Brief: Reproduce word for word every line from the one holding "Spot the grass" through the last of the rows, inclusive.

▬▬▬▬▬▬▬▬▬▬

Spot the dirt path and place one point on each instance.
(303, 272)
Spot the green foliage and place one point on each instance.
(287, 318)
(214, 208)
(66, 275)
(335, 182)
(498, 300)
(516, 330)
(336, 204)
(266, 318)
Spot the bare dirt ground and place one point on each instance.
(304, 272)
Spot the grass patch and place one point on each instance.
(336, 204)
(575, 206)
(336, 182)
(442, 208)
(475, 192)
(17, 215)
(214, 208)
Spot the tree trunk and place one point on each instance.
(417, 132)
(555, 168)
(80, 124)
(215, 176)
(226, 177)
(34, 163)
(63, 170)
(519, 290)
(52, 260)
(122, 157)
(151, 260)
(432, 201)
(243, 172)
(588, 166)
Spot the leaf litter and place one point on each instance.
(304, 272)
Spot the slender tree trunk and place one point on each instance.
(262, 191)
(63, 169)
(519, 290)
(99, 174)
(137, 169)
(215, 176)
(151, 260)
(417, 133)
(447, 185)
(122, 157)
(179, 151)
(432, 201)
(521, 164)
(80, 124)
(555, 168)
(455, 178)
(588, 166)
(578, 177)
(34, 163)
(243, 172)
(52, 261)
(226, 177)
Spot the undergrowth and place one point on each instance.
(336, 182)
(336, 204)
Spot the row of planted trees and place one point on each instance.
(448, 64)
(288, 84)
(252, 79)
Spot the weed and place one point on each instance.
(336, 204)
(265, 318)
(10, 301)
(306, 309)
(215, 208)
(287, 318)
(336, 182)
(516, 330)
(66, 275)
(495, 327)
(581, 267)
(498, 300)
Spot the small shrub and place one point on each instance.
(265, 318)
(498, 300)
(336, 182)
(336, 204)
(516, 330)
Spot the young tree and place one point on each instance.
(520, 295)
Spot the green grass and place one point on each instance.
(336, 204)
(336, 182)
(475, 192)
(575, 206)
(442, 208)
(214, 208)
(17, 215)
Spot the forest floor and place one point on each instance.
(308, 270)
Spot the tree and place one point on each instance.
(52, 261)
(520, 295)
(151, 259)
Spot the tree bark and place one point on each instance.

▬▬▬▬▬▬▬▬▬▬

Correct output:
Spot the grass patch and place one point on each instance.
(336, 204)
(575, 206)
(336, 182)
(442, 208)
(475, 192)
(17, 215)
(214, 208)
Spot the tree trunk and place one point on each instance.
(417, 132)
(555, 168)
(80, 124)
(215, 176)
(226, 177)
(34, 163)
(63, 170)
(519, 290)
(52, 260)
(122, 157)
(151, 260)
(432, 201)
(243, 172)
(588, 166)
Spot the leaf litter and place one point on each instance.
(304, 272)
Spot the slender tree trunk and place one point on each instance.
(262, 191)
(63, 169)
(519, 290)
(99, 174)
(137, 169)
(215, 176)
(151, 260)
(417, 133)
(447, 185)
(122, 157)
(179, 151)
(432, 201)
(521, 164)
(80, 124)
(555, 168)
(455, 178)
(588, 166)
(578, 177)
(34, 163)
(243, 172)
(52, 261)
(226, 177)
Spot the undergrowth and place one point on each instance.
(336, 182)
(336, 204)
Spot the row of planted trees and place one point on each instance.
(448, 64)
(288, 84)
(252, 79)
Spot the weed and place one point on each instance.
(336, 204)
(265, 318)
(10, 301)
(306, 309)
(215, 208)
(287, 318)
(336, 182)
(516, 330)
(66, 275)
(495, 327)
(581, 267)
(498, 300)
Spot the small shrub and place one point on each instance.
(265, 318)
(498, 300)
(336, 182)
(336, 204)
(516, 330)
Spot the young tree and place one point on each instance.
(520, 295)
Spot the green grass and place one point on each instance.
(336, 204)
(336, 182)
(475, 192)
(575, 206)
(442, 208)
(214, 208)
(17, 215)
Spot the forest floor and place one point on each instance.
(308, 270)
Spot the tree and place one point on each instance.
(52, 261)
(520, 295)
(151, 259)
Spot the tree bark and place one point on each instance.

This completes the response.